→ 対象本文:
╔══

Monday, December 06, 2004

 先週からの風邪は引き続きのどのあたりに居座り、咳が出たり声が出なかったり、話をする仕事としては大変不便で、おそらく飼い主さんも話を聞きにくかろうと思う。
 今日は仕事が少し早めに終わったので、本屋さんに立ち寄った。厚木の有燐堂は20年以上前から私の寄り道スポットだ。そしてびっくり、韓国エンターテイメントの雑誌がたくさんある!!
 私は3年くらい前から韓国好きである。イビョンホンもチャンドンゴンも3年前から知ってたし、そんなイケメン俳優とか言われている人たちよりもソルギョングとかのほうがずっと好きだ。(シルミドとかペパーミントキャンディに出てる人)バンコクではスクンビットプラザに行けば、生きた韓国語があふれていた(ほとんど理解できなかったが)し、タイムズスクエアでは韓国映画のビデオも借りた。そのへんの映画が最近になって日本で封切られることなんか思いもしなかった。こんなに韓国ブームになるとは予想なんかまったくしなかった。だって、当時は韓国語を勉強していることも「変わっている」と言われる理由のひとつだったし、韓国語教室もほとんどなかった。
  あの頃はとにかく何でもいいから本を買いあさり、韓国の新聞を買い求め、エンポリのスタバでは韓国人女性をナンパ?してしまうという荒業までやってのけた。彼女の話し方があまりに可愛かったのだ。韓国語のあるところならどこでもうれしかった。最後にはDACOの韓国バージョンみたいなフリーペーパーに短いエッセイを頼まれて3本書いた。辞書とにらめっこで、何週間もかかって、韓国人スタッフがそれを手直しして、自分でPCに入力した。大変だけど、韓国人スタッフに囲まれてたくさん韓国語を話したし、表現もちょっと身についた。(「暑くて死にそう」とか「腹減ったー」とか)

╚══

→ データ欄:
╔══

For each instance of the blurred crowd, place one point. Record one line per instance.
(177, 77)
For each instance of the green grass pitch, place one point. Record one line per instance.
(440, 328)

╚══

→ 課題 A: 対象本文のうち、「私は3年くらい前から韓国好き」で始まり「国語教室もほとんどなかった。」で終わる部分を、一字も変えずに出力しなさい。
→ 課題 B: 対象本文にある「今日は仕事が少し早めに終わったので、本屋さんに立ち寄った。」という一文を英語に訳しなさい。

→ 演習解答 A:
私は3年くらい前から韓国好きである。イビョンホンもチャンドンゴンも3年前から知ってたし、そんなイケメン俳優とか言われている人たちよりもソルギョングとかのほうがずっと好きだ。(シルミドとかペパーミントキャンディに出てる人)バンコクではスクンビットプラザに行けば、生きた韓国語があふれていた(ほとんど理解できなかったが)し、タイムズスクエアでは韓国映画のビデオも借りた。そのへんの映画が最近になって日本で封切られることなんか思いもしなかった。こんなに韓国ブームになるとは予想なんかまったくしなかった。だって、当時は韓国語を勉強していることも「変わっている」と言われる理由のひとつだったし、韓国語教室もほとんどなかった。

→ 演習解答 B: Work finished a little early today, so I stopped by a bookstore.